▶ Document excerpt:
Stamford Raffles mentioned "Bóro Bódo" and described the temple in his 1817 work, The History of Java. In a footnote, Raffles says, "Bóro is the name of the district, and bódo means ancient." He also suggested other definition which is derived from Boro for big and budur for Buddha.

Most candi are named after a nearby village. If it followed Javanese language conventions and was named after the nearby village of Bore, the monument should have been named "BudurBoro". Soekmono says Raffles thought that Budur might correspond to the modern Javanese word Buda ("ancient")—i.e., "ancient Boro". He also suggested that the name might derive from boro, meaning "great" or "honorable" and Budur for Buddha. However, another archaeologist suggests the second component of the name (Budur) comes from Javanese term bhudhara ("mountain").

Another possible etymology by Dutch archaeologist A. J. Bernet Kempers suggests that Borobudur is a corrupted simplified local Javanese pronunciation of Biara Beduhur written in Sanskrit as Vihara Buddha Uhr. The term Buddha-Uhr could mean "the city of Buddhas", while another possible term Beduhur is probably an Old Javanese term, still surviving today in Balinese vocabulary, which means "a high place", constructed from the stem word dhuhur or luhur (high). This suggests that Borobudur means vihara of Buddha located on a high place or on a hill.

▶ Work instruction:
Pick up the passage above on the origins of the name Borobudur and continue it from its last sentence.

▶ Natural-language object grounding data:
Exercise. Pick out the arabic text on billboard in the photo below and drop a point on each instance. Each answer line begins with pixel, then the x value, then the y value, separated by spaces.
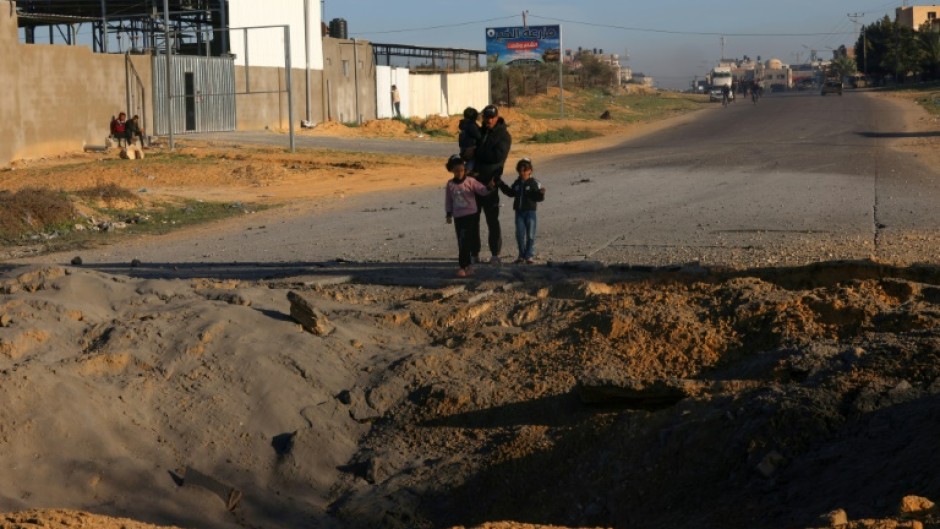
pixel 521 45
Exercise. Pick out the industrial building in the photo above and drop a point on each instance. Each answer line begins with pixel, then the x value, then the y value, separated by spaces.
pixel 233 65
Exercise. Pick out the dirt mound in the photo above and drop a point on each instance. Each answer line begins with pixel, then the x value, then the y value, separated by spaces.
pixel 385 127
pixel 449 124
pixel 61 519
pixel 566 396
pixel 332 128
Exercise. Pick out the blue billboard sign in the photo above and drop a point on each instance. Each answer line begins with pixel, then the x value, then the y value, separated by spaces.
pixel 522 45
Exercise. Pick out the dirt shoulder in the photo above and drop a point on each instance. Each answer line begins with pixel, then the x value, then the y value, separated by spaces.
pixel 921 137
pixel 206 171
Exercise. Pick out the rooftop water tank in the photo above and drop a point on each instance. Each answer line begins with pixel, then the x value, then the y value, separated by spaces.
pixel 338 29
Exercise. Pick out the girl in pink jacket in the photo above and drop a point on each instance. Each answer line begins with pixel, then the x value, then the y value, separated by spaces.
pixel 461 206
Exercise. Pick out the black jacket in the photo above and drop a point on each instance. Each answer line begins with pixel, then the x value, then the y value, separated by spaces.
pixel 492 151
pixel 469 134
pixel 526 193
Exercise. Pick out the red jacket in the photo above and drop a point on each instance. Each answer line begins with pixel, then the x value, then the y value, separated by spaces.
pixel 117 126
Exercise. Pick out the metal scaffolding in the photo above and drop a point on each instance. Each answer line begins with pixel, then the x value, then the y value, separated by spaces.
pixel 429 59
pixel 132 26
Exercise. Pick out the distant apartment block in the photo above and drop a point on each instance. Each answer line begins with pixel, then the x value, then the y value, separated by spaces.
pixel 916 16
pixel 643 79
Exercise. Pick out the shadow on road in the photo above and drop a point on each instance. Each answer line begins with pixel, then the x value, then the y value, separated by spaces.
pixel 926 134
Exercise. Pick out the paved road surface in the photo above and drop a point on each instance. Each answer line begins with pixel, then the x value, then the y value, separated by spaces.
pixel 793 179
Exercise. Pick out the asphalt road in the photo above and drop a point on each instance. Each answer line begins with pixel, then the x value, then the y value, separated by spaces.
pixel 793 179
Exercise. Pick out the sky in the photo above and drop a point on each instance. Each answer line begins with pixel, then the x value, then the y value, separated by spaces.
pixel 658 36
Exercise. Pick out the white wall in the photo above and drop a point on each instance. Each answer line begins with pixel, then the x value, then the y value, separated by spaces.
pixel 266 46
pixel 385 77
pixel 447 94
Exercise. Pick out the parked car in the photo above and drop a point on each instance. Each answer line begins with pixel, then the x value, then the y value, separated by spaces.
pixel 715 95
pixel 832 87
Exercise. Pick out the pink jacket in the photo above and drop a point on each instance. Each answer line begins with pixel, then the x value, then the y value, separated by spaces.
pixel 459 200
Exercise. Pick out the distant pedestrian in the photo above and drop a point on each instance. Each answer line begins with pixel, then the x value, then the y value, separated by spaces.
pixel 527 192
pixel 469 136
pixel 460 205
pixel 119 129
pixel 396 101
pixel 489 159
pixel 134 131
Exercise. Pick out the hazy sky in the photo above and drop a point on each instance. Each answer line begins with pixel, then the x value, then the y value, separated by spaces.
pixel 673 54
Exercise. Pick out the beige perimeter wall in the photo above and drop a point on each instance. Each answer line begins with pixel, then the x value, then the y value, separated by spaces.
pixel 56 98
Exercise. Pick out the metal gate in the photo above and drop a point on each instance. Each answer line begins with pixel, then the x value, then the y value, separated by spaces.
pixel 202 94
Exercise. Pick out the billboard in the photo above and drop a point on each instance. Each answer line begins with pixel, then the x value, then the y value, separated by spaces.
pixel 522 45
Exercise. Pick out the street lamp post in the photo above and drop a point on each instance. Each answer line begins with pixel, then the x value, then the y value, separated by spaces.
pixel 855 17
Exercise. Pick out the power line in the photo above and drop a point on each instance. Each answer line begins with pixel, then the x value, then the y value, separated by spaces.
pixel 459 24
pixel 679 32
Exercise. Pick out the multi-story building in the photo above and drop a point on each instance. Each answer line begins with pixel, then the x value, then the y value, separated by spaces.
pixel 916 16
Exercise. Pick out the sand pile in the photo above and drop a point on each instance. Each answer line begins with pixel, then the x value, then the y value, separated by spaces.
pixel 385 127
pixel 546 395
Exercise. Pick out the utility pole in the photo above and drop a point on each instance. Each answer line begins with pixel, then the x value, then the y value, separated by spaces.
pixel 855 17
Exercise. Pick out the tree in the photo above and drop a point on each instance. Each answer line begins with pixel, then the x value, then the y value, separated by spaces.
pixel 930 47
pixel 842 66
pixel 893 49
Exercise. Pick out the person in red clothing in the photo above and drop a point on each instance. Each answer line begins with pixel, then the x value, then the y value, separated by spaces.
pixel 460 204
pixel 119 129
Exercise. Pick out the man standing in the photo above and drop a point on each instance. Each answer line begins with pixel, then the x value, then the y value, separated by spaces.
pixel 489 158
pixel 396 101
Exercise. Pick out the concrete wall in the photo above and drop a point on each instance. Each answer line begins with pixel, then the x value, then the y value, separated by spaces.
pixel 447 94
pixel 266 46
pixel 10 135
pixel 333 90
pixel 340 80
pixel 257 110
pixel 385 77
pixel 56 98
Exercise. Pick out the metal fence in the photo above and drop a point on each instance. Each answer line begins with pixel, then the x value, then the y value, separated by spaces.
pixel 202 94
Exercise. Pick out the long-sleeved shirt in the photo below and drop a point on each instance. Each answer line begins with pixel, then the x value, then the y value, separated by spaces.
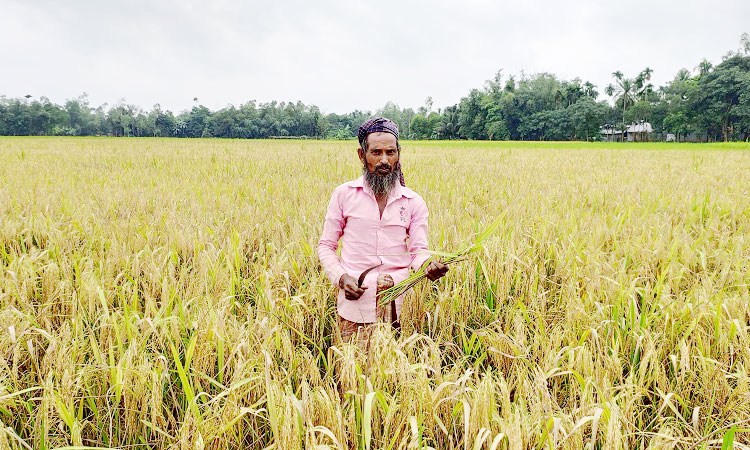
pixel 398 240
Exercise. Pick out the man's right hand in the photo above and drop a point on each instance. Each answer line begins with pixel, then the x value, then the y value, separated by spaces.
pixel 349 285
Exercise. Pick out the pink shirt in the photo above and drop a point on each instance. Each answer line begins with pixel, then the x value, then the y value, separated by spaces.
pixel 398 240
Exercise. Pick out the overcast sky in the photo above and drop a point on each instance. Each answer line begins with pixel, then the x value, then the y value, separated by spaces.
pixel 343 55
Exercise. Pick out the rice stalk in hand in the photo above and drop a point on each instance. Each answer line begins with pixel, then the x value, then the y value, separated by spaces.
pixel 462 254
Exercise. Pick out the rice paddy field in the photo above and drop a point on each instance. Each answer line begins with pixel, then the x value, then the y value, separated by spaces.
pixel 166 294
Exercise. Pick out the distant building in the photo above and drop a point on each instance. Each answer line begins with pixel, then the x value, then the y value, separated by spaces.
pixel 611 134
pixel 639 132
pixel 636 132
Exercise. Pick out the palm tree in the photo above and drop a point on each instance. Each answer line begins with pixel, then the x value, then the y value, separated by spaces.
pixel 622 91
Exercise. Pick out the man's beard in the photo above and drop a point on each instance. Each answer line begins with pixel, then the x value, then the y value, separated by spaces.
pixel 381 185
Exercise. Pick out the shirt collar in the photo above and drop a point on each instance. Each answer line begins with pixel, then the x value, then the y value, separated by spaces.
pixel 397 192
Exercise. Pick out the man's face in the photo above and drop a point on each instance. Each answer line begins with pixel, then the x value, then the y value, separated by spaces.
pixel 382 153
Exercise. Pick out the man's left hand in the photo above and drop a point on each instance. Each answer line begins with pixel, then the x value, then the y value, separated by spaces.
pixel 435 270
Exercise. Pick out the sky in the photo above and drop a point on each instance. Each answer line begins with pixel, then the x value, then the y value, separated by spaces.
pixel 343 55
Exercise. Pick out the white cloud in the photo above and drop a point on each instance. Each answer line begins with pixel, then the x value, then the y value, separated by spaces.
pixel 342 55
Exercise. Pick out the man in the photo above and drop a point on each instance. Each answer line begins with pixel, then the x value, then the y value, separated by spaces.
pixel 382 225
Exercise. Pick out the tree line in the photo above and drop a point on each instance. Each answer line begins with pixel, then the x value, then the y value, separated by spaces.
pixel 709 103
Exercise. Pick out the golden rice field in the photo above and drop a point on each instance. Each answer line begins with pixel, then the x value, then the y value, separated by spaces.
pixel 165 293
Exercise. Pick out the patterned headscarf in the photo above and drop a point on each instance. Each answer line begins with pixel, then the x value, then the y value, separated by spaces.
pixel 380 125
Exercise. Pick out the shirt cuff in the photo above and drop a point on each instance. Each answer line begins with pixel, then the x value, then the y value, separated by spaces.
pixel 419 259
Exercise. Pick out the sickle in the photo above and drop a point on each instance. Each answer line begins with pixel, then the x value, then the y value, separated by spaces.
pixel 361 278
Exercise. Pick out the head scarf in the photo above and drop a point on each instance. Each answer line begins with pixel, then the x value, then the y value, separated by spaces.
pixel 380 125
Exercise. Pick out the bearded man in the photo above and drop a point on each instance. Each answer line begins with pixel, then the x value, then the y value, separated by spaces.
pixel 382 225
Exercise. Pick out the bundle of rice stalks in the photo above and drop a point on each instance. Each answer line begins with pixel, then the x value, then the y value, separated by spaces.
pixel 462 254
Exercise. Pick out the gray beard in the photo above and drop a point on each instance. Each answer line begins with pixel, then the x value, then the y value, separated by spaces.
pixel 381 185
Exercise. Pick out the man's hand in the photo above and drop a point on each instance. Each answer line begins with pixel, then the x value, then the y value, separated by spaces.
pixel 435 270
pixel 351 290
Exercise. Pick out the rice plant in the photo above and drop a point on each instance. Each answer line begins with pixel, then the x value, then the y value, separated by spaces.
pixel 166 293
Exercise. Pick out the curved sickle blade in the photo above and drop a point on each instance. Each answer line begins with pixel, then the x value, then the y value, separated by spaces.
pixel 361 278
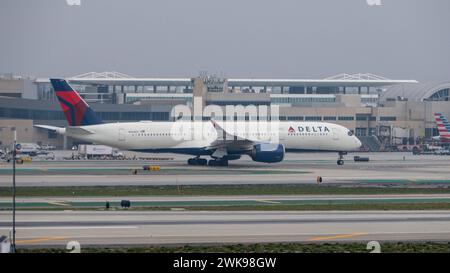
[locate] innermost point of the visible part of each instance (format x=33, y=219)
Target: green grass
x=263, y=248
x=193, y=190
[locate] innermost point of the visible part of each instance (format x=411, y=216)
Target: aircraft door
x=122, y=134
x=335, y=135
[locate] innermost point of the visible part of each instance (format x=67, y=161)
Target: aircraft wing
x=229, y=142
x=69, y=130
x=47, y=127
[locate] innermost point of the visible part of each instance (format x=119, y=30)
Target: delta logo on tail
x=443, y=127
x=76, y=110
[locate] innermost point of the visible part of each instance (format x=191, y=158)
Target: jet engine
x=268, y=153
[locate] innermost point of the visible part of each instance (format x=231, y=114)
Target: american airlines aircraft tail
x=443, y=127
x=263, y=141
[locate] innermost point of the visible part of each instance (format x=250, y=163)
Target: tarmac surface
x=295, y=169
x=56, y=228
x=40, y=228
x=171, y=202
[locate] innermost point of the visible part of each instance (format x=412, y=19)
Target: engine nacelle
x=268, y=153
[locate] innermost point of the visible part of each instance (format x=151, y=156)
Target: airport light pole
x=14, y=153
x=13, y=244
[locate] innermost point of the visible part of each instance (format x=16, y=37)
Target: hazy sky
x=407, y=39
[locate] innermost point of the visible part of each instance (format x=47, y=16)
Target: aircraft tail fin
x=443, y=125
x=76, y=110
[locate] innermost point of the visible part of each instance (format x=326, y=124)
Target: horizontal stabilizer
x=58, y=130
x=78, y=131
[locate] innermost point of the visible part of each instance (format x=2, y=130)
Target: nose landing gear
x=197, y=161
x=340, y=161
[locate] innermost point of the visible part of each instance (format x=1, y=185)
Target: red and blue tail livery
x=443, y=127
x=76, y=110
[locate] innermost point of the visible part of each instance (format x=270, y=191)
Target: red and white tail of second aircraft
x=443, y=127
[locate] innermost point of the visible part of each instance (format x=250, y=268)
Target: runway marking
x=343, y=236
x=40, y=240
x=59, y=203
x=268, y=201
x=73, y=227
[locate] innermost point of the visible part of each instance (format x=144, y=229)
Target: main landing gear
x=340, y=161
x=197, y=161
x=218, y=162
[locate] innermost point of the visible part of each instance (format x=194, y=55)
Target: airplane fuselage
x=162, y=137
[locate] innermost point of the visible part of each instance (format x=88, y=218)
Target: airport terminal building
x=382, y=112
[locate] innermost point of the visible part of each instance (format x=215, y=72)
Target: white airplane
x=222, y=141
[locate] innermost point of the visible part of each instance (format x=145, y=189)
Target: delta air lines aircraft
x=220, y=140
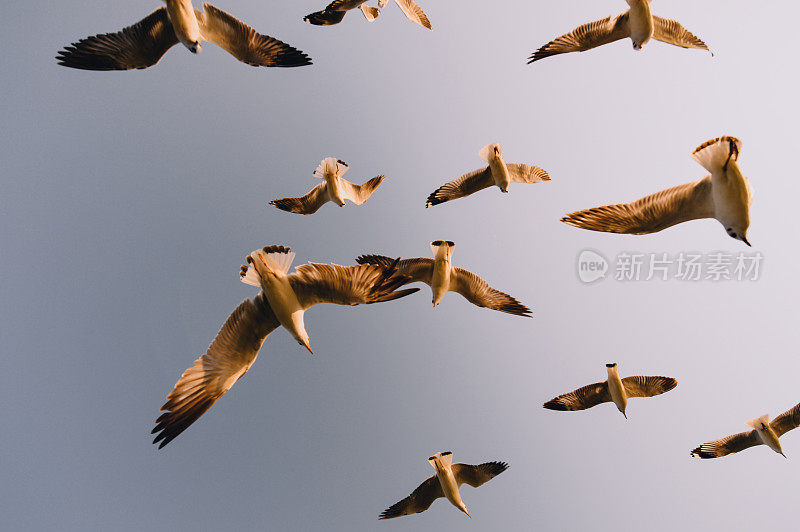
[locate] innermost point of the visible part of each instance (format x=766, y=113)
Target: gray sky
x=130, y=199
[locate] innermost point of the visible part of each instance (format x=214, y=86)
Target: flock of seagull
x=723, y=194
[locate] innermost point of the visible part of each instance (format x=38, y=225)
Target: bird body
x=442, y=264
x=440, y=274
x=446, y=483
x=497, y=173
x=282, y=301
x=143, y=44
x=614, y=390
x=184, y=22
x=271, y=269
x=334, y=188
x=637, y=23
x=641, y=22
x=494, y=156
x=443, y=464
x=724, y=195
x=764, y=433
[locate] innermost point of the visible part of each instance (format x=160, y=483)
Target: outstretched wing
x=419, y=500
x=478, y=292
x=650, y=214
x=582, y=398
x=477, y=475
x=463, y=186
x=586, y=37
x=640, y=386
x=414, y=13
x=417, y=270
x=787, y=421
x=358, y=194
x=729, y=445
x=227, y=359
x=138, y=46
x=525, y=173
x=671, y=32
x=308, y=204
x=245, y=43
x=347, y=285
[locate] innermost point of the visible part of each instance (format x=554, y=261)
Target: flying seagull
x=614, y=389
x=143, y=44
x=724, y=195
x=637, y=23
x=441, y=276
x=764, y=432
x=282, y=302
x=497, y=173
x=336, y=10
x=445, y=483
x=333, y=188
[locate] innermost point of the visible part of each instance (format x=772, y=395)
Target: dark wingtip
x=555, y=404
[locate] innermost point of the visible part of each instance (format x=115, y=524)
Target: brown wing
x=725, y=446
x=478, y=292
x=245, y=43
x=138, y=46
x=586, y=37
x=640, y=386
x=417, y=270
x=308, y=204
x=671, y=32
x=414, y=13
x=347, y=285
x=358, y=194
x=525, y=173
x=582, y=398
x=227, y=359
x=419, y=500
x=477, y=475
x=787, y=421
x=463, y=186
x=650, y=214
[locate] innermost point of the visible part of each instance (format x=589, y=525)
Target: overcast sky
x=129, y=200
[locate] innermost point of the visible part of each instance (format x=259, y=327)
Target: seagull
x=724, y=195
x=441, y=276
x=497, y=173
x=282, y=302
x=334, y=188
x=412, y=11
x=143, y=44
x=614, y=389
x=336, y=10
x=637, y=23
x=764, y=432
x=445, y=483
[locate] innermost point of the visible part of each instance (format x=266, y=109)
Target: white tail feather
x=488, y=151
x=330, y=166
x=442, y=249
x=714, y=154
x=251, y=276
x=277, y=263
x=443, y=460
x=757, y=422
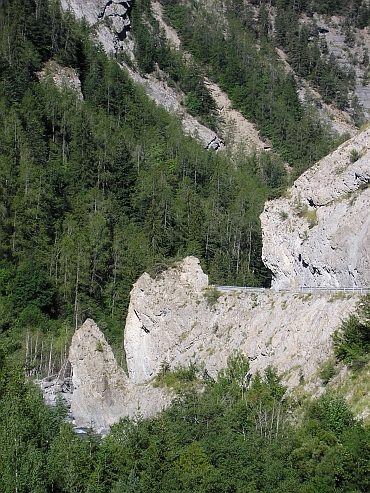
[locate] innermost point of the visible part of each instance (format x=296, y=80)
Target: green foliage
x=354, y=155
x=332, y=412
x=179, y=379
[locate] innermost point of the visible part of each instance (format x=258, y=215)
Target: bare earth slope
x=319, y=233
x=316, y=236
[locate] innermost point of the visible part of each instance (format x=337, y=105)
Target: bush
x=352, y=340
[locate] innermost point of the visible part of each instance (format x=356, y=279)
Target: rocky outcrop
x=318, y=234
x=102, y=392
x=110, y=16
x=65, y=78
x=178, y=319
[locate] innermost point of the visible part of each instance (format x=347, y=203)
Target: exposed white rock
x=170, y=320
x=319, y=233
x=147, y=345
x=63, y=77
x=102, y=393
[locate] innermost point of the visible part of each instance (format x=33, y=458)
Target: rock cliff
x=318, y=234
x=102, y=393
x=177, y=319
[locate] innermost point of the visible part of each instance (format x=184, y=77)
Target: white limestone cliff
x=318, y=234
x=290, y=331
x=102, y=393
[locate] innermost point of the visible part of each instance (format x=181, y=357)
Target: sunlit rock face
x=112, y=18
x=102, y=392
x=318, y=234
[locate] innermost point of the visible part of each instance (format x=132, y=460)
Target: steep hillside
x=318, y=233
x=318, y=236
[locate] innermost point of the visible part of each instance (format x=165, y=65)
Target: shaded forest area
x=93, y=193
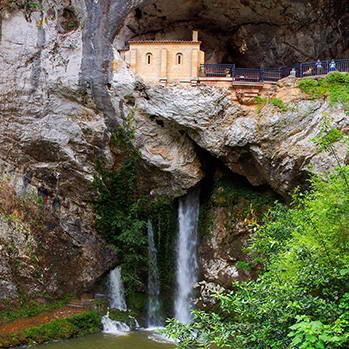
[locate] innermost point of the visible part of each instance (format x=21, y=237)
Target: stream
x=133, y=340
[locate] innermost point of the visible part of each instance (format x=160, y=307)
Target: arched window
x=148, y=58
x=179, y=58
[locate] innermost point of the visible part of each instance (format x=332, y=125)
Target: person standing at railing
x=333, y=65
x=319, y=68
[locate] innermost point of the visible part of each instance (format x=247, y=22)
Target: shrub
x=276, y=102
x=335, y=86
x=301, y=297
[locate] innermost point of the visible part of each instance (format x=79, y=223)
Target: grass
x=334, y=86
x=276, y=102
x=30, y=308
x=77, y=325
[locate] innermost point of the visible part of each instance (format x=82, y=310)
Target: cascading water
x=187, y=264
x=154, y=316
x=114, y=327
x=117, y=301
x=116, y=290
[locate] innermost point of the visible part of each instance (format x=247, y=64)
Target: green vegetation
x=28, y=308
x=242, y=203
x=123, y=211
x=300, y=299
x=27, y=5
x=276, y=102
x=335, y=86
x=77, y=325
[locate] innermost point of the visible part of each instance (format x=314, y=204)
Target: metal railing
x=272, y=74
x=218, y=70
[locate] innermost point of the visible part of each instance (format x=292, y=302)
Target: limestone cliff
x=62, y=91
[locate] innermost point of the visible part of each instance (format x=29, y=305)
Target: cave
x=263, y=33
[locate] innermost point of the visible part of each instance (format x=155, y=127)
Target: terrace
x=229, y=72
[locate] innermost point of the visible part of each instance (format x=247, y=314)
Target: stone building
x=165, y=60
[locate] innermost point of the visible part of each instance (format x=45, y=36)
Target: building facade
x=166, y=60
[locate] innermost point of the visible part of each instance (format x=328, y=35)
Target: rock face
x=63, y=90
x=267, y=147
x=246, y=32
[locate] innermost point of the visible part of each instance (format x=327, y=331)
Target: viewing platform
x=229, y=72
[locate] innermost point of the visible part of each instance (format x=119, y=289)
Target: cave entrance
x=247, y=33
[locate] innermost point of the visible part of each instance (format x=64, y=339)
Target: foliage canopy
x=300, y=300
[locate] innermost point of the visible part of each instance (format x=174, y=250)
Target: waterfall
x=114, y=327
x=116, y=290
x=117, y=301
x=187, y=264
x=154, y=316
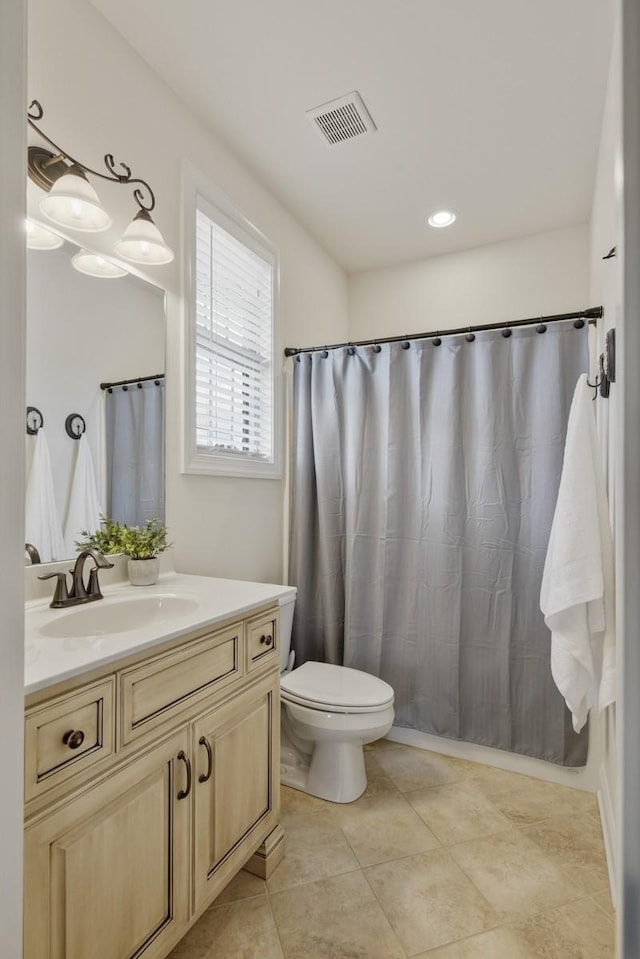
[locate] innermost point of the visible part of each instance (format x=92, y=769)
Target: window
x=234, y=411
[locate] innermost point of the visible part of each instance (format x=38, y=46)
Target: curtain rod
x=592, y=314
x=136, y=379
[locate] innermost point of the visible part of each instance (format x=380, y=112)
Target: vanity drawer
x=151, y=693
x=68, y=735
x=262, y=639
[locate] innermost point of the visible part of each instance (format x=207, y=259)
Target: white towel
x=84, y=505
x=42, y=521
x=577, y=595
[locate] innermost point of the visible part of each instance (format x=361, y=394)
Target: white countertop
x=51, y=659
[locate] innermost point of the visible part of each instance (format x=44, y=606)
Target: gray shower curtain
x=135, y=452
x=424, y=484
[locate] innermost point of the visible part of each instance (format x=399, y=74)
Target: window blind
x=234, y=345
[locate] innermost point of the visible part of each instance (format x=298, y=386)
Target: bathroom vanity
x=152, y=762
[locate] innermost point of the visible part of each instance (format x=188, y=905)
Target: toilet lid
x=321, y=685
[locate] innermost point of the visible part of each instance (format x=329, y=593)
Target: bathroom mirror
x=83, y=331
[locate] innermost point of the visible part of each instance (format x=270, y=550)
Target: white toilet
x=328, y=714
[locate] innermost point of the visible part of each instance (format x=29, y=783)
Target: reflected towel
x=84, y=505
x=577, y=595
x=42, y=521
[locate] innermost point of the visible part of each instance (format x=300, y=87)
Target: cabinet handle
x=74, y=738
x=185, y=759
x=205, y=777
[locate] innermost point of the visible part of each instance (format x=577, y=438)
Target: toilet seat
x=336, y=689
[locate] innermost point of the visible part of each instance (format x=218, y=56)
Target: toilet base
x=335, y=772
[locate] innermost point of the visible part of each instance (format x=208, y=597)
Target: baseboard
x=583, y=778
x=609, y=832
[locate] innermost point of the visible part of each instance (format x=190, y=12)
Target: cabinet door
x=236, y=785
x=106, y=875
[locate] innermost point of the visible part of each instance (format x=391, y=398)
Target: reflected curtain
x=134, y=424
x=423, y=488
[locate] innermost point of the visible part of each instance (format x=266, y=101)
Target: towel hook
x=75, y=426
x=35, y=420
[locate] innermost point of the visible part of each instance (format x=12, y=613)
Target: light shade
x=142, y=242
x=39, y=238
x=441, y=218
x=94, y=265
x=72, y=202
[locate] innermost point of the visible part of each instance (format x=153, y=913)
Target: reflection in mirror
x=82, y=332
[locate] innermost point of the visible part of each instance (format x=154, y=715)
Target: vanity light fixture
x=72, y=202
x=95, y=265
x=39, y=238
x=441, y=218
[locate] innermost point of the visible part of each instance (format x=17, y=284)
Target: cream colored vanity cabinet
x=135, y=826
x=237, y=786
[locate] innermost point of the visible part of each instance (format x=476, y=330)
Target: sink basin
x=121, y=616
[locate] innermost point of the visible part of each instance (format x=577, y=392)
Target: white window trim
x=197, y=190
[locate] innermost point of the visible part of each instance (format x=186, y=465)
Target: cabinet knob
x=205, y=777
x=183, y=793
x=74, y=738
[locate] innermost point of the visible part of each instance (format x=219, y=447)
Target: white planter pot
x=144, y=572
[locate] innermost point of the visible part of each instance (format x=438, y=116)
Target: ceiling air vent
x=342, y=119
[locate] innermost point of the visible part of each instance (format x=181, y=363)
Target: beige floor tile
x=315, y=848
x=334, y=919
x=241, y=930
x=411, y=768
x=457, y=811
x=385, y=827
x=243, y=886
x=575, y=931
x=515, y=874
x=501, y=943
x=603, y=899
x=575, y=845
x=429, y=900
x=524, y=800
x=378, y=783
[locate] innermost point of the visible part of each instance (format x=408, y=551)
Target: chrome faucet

▶ Exercise answer:
The construction and inauguration of a sacred Buddhist building—possibly a reference to Borobudur—was mentioned in two inscriptions, both discovered in Kedu, Temanggung Regency. The Karangtengah inscription, dated 824, mentioned a sacred building named Jinalaya (the realm of those who have conquered worldly desire and reached enlightenment), inaugurated by Pramodhawardhani, daughter of Samaratungga. The Tri Tepusan inscription, dated 842, is mentioned in the sima, the (tax-free) lands awarded by Çrī Kahulunnan (Pramodhawardhani) to ensure the funding and maintenance of a Kamūlān called Bhūmisambhāra. Kamūlān is from the word mula, which means "the place of origin", a sacred building to honor the ancestors, probably those of the Sailendras. Johannes Gijsbertus de Casparis suggested that Bhūmi Sambhāra Bhudhāra, Sanskrit for a mountain of combined virtues after the ten stages of Boddhisattvahood, was the original name of Borobudur.

In 2018, Titi Surti Nastiti, a researcher from the National Research and Innovation Agency, proposed that the name Borobudur originates from boro, meaning "monastery" as suggested by Poerbatjaraka, and budur, which comes from a type of palm tree that served as the namesake for the village of Budur mentioned by Raffles and the Nagarakretagama.

==Location==
===The three temples===

Straight-line arrangement of Borobudur, Pawon, and Mendut

Approximately 40 km northwest of Yogyakarta and 86 km west of Surakarta. It is also located in an elevated area between twin volcanoes, Sindoro-Sumbing and Merbabu-Merapi, and two rivers, the Progo and the Elo. According to local myth, the area known as Kedu Plain is a Javanese "sacred" place and has been dubbed "the garden of Java" due to its high agricultural fertility.

During the restoration in the early 20th century, Theodoor van Erp discovered that three Buddhist temples in the region, Borobudur, Pawon and Mendut, are positioned along a straight line. A ritual relationship between the three temples must have existed, although the exact ritual process is unknown.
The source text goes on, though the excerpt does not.